POKAZANY TEKST:
━━━━

# ncmpc++ - nowy klient mpd

## unK

Chciałem przedstawić wam nowego klienta mpd, ncmpcpp, który jest klonem ncmpc napisanym od zera w C++ z kilkoma nowymi bajerami, których ncmpc nie posiada.

Lista bajerów: (nieaktualna)

- łatwa w użyciu wyszukiwarka

- edytor tagów

- możliwość przejścia do dowolnego miejsca w aktualnie odtwarzanym utworze

- możliwość użycia więcej niż jednego koloru w oknie głównym, kolorowania tagów etc.

- możliwość dodania jednej piosenki do listy odtwarzania więcej niż raz

Jeżeli ktoś z was ma jakieś pomysły albo czegoś mu brakuje w ncmpcpp, niech pisze, zobaczymy, co da się zrobić  :Wink:  Nie zaimplementowałem też kilku funkcji, które były dla mnie bezużyteczne, ale jeżeli ktoś używał w ncmpc czegoś, czego nie znajdzie w ncmpcpp to również niech da znać.

Skriny: http://unkart.ovh.org/ncmpcpp/screenshots.php

Ebuildy można znaleźć w overlayu berkano lub mpd (tu zawsze można znaleźć te najbardziej aktualne).

━━━━

CEL ZADANIA A:
Wypisz z wpisów wszystkie wiersze, w których pada słowo "sole". Wielkość liter ma znaczenie.
Tekst i wpisy pochodzą z dwóch różnych źródeł.

━━━━

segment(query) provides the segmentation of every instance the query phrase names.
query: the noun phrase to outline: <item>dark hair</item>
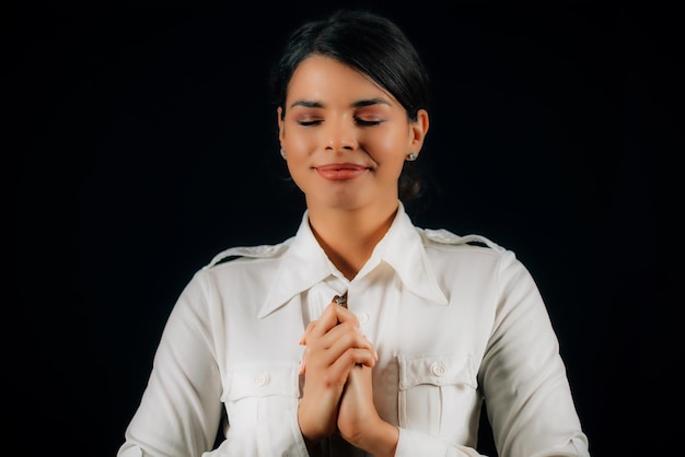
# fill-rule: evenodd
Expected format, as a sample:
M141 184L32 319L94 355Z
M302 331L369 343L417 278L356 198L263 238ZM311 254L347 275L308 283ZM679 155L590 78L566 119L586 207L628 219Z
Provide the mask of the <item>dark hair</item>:
M283 116L292 73L313 55L334 58L371 78L399 102L410 120L417 120L419 109L428 108L428 72L404 32L375 13L339 10L327 19L304 23L288 38L271 70L274 103L283 108ZM417 164L405 162L399 176L398 194L403 201L421 194Z

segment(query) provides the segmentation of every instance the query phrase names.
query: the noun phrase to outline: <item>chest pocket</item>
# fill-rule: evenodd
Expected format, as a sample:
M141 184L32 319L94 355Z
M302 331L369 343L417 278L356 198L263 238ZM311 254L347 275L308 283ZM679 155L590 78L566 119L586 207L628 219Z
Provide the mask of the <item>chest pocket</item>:
M265 363L231 370L221 396L229 424L255 424L288 408L297 408L298 368L298 364Z
M399 355L399 426L475 443L481 397L473 354Z

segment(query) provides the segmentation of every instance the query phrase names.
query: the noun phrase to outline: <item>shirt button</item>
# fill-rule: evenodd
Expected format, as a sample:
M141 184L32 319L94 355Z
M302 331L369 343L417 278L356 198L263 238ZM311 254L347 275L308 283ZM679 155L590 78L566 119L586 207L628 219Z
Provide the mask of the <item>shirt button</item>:
M367 324L367 321L369 321L369 315L367 313L359 313L357 318L359 319L359 324Z
M255 386L263 387L266 386L269 382L269 377L266 374L260 374L255 376Z
M444 376L448 373L448 368L442 363L436 362L431 365L430 372L436 376Z

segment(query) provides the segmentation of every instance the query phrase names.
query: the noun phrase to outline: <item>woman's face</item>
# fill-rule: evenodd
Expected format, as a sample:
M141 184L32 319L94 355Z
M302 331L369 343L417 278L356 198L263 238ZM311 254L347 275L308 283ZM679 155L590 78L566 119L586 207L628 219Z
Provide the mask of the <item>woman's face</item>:
M279 140L307 208L359 209L396 204L397 179L428 130L421 110L404 107L369 78L335 59L312 56L295 69Z

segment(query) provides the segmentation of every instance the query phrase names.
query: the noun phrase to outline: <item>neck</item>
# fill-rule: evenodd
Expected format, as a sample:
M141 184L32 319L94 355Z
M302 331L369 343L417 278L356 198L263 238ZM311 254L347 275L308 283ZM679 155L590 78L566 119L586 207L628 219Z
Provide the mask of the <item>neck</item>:
M322 248L340 272L353 279L385 236L397 204L357 210L309 210L310 226Z

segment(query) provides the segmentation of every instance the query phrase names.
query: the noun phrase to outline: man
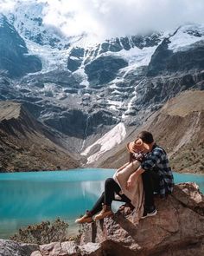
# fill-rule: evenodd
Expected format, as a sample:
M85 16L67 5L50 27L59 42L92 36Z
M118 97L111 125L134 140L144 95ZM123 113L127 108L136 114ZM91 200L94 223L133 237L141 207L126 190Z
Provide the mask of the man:
M157 213L154 193L166 197L173 191L174 177L167 154L156 144L152 134L147 131L142 131L135 141L128 143L127 148L133 154L138 150L144 154L143 159L138 159L141 166L129 177L127 187L134 186L137 176L142 174L145 194L143 219L154 216Z

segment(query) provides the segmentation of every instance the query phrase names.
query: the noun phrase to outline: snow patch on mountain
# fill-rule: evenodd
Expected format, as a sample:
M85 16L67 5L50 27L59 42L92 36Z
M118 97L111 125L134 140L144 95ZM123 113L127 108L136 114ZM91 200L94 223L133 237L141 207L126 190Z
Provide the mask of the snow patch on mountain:
M169 38L169 49L174 52L186 50L191 44L204 40L204 25L185 25Z
M125 138L125 126L124 122L120 122L96 142L86 148L80 154L87 156L94 147L100 146L99 151L88 156L87 164L92 163L97 161L104 153L121 143L121 141Z

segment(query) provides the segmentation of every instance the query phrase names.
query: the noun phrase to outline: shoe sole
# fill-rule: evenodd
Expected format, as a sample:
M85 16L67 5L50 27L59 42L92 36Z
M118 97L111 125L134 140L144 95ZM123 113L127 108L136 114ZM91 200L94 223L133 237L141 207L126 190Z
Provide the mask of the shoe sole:
M112 214L110 214L110 215L106 215L106 216L105 216L105 217L100 217L100 216L99 216L99 217L95 217L94 218L94 220L103 220L104 218L112 218L114 216L114 214L113 213L112 213Z
M85 224L85 223L92 223L92 222L94 222L94 220L88 220L88 221L83 221L83 222L80 222L80 220L78 221L77 220L75 220L75 223L77 223L77 224Z
M141 219L145 219L145 218L147 218L147 217L153 217L153 216L155 216L155 215L156 215L156 214L157 214L157 211L156 210L156 211L154 212L154 213L147 213L146 216L141 217Z

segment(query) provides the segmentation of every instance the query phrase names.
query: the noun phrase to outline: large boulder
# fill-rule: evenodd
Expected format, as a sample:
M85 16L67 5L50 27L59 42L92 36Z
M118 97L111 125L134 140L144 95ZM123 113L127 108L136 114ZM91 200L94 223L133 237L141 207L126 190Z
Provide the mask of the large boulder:
M100 243L112 256L203 255L204 197L197 185L177 185L167 200L156 198L156 206L157 215L139 224L131 213L118 211L113 219L87 225L81 245Z
M1 256L30 256L32 252L39 249L38 245L22 244L11 240L0 240Z
M118 210L84 226L80 244L40 246L31 256L201 256L204 253L204 197L195 183L176 185L167 200L156 198L157 215L139 223ZM134 213L134 212L133 212Z

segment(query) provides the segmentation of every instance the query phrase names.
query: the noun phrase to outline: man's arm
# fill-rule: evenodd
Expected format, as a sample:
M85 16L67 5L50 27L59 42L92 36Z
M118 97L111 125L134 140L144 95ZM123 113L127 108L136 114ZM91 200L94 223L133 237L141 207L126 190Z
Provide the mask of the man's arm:
M145 170L143 169L140 166L133 174L130 175L126 183L127 190L135 185L136 181L138 179L139 175L142 174L143 172L145 172Z
M158 164L161 161L162 154L163 152L161 150L154 150L149 157L144 159L141 163L141 166L130 175L127 181L126 189L130 189L135 185L135 181L140 174L145 171L148 172L148 170L151 170L156 164Z

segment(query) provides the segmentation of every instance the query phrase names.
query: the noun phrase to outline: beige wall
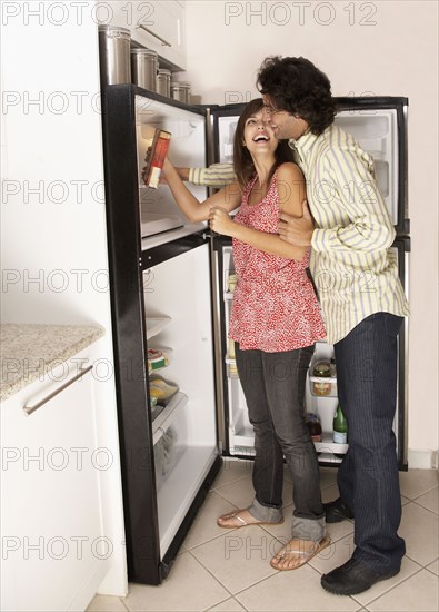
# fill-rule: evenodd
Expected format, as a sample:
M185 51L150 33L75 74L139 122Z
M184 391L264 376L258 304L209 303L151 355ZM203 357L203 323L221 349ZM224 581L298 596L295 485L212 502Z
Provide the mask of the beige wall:
M246 101L268 55L305 56L336 96L409 98L409 450L438 443L438 3L188 0L188 73L203 103ZM428 373L428 374L427 374Z

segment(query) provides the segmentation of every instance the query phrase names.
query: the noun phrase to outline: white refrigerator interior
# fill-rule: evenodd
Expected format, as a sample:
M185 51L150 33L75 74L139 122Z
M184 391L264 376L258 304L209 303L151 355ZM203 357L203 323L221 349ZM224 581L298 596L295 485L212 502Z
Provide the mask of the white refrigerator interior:
M179 389L152 408L163 555L217 457L209 246L144 270L143 290L148 347L170 362L150 376Z
M143 96L136 96L136 137L142 237L188 225L188 220L176 205L167 185L160 185L158 189L153 189L146 187L141 179L148 149L144 139L146 126L160 128L171 134L168 157L176 167L202 167L206 165L206 117L203 115L164 105ZM198 199L206 199L206 188L189 184L187 186Z

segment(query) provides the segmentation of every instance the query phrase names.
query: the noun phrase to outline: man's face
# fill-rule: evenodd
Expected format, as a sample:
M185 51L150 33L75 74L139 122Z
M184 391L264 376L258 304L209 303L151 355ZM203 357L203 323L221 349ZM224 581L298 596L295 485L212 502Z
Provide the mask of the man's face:
M308 129L308 124L300 117L296 117L288 112L276 108L275 101L270 96L265 93L263 99L263 116L265 121L269 124L278 140L297 140Z

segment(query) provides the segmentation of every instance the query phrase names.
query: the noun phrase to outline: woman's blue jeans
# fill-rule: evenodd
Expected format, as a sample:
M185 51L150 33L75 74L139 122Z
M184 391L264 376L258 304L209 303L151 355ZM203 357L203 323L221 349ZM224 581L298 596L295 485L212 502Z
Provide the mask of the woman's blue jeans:
M255 430L251 514L267 522L282 516L283 457L290 470L295 504L292 537L320 541L325 512L316 450L305 423L303 398L313 346L281 353L242 351L237 366Z
M397 336L402 318L377 313L336 343L337 384L349 450L338 487L355 515L353 557L379 572L399 570L405 542L396 437Z

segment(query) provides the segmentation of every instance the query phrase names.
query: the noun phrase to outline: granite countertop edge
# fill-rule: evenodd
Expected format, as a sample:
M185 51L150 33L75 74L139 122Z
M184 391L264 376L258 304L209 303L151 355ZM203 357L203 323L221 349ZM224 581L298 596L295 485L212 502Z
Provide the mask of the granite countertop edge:
M8 399L106 334L98 324L50 325L4 323L0 325L0 401Z

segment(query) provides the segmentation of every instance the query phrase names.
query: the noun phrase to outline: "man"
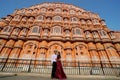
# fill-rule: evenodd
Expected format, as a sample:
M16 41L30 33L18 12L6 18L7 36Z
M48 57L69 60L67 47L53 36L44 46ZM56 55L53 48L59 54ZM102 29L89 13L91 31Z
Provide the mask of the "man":
M52 79L55 78L55 72L56 72L56 67L57 67L56 59L57 59L57 50L54 50L54 54L52 55L52 59L51 59L51 62L52 62L51 78Z

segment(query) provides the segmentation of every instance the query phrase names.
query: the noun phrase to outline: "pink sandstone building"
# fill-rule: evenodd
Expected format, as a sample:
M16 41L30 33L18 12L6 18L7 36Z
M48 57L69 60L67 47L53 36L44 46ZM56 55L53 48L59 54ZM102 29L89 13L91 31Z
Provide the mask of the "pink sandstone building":
M65 3L16 9L0 20L0 58L64 61L120 61L120 32L96 13Z

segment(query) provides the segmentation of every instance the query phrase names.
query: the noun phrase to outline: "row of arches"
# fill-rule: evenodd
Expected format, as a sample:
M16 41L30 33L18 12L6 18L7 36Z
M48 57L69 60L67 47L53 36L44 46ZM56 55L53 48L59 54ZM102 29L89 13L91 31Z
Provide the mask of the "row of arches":
M17 20L17 21L39 21L39 22L71 22L71 23L82 23L82 24L102 24L102 25L106 25L104 20L98 20L98 19L81 19L75 16L72 17L62 17L60 15L56 15L56 16L45 16L45 15L40 15L37 17L27 17L27 16L20 16L20 15L15 15L14 18L12 17L7 17L6 20Z
M23 42L22 40L18 42L13 40L9 40L6 43L1 42L2 40L0 44L4 44L4 46L0 51L0 57L9 56L9 58L51 60L54 50L57 50L61 53L62 60L67 61L120 61L120 55L116 49L116 47L120 47L120 44L116 46L111 43L86 44L84 42L75 42L71 44L70 42L62 43L60 41L51 41L48 43L46 41Z
M5 34L5 33L10 33L10 35L21 35L21 34L25 34L25 35L39 35L39 36L50 36L50 35L56 35L56 36L83 36L83 37L91 37L91 38L111 38L111 39L115 39L115 34L114 32L106 32L105 30L94 30L94 31L90 31L90 30L83 30L79 27L73 27L73 28L68 28L68 29L64 29L59 25L53 26L51 28L42 28L40 26L33 26L30 28L30 30L23 28L22 30L18 27L14 28L14 27L10 27L10 26L6 26L4 27L3 30L1 30L1 34Z

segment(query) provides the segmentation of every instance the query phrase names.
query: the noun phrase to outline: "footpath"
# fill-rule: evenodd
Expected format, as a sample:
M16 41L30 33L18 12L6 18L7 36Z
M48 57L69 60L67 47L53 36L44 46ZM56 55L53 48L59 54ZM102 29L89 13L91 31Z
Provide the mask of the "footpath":
M50 74L0 72L0 80L52 80ZM57 79L54 79L57 80ZM67 75L66 80L120 80L120 76Z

━━━━

CEL ZADANIA B:
Podaj wszystkie pozycje z listy w tekście, która zaczyna się od słów „Lista bajerów”.

PEŁNA ODPOWIEDŹ A:
query: the noun phrase to outline: shoe sole
Provide the mask of the shoe sole:

PEŁNA ODPOWIEDŹ B:
- łatwa w użyciu wyszukiwarka
- edytor tagów
- możliwość przejścia do dowolnego miejsca w aktualnie odtwarzanym utworze
- możliwość użycia więcej niż jednego koloru w oknie głównym, kolorowania tagów etc.
- możliwość dodania jednej piosenki do listy odtwarzania więcej niż raz